• _PROBLEM DETAILS_: Exactly as given, reproduce the records in full.

Referring expression pointing data
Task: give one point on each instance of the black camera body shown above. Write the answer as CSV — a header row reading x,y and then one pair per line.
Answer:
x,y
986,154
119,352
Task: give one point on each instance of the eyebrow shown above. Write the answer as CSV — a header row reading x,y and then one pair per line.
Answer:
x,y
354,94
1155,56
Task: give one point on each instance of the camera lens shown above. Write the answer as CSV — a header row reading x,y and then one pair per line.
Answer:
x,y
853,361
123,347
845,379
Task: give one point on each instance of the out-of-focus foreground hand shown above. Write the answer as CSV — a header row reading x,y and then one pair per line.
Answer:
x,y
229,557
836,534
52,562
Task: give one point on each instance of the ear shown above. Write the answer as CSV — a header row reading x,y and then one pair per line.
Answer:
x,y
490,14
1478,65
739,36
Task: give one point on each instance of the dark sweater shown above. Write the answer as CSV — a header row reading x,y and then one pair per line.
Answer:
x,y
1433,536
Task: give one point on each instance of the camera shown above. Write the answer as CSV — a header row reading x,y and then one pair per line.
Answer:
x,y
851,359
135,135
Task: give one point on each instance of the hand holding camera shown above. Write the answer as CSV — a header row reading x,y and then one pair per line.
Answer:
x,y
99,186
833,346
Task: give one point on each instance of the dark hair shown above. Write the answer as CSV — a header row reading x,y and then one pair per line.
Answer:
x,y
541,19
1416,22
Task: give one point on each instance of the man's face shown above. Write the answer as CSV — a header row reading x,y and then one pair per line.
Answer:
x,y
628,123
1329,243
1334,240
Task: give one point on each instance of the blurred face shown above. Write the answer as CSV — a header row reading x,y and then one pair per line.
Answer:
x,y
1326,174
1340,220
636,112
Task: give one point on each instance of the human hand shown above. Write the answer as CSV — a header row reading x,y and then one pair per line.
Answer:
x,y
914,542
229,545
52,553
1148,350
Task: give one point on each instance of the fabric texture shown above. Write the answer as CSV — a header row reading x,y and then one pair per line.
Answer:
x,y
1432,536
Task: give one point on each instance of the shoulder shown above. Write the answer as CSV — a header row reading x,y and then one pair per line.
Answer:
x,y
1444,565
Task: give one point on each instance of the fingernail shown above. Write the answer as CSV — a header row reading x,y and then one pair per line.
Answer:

• _ANSWER BOX_:
Task: give one point on each instance of the black camera body shown above. Write the answer as CSV — a header row reading x,y and then one pair per line.
Answer:
x,y
986,154
119,352
Task: give one point on each instance of the eyebrow shown above. Write the answer as CSV — a header row reading x,y and then one pair per line.
Answer:
x,y
354,94
1155,56
Task: give one point on each instance of the camera lens shown above. Write the answer as CSV — a header row reading x,y and then one pair per line.
Answer:
x,y
853,361
123,347
845,379
Task: give one point on each instance of the out-of-focus foreground hand shown above. Write the answer as CSV — a header row reading x,y and then one pair per line.
Answer:
x,y
229,557
836,534
52,562
Task: give one point on each instance of the ear shown above. Write the answer as CSV — a header row reading x,y and then one pair per line.
Answer:
x,y
490,14
1478,65
739,36
Task: give one point on each instance of the dark sweater shown above. Write the answer as CSV — a header row reading x,y and then one pair per line.
Answer:
x,y
1433,536
Task: give one point on each instance of the camera shown above. Write the answer as CSV — a header row reading x,y and then one pair per line.
Answer:
x,y
851,359
135,135
Task: give one point on each instance of the hand holding camera shown above. Write the answer as CSV — a header row reading x,y and then one pair per line.
Answer:
x,y
99,186
833,346
Task: give one point on each instance of the dark hair shown above. Write the answer as CSV — a header row reading x,y and then one pair per line.
Answer:
x,y
541,19
1416,22
Task: give one point on each instance of the man's face shown above. Write the answer as CSV — a header row reading x,y and then one pair per line.
Answer:
x,y
628,123
1329,243
1334,240
Task: give one point on each instance of the blurred face shown above. Write the answer as CSV — a header row reading x,y and then one pair per line.
Answer:
x,y
1326,174
1340,220
636,112
Task: give one point on each instance of the human hand shown above. Write the answer as CSV — a header row reading x,y and then one pair per line.
Answer:
x,y
914,542
229,545
52,553
1148,350
Task: give one point on each instance of the fabric texture shown above. Write the answer as CSV — a header row reading x,y and then one pair per line.
Answer:
x,y
1432,536
Task: give one point on each instance of the shoulder shown above. Write the answer as CSV — a header row reading x,y and then one pair per line.
Answer:
x,y
1444,565
Task: give one point on each instance of the fingernail shown above. Write the answer as CSV — a header row reading x,y and then one pair per line.
Answer:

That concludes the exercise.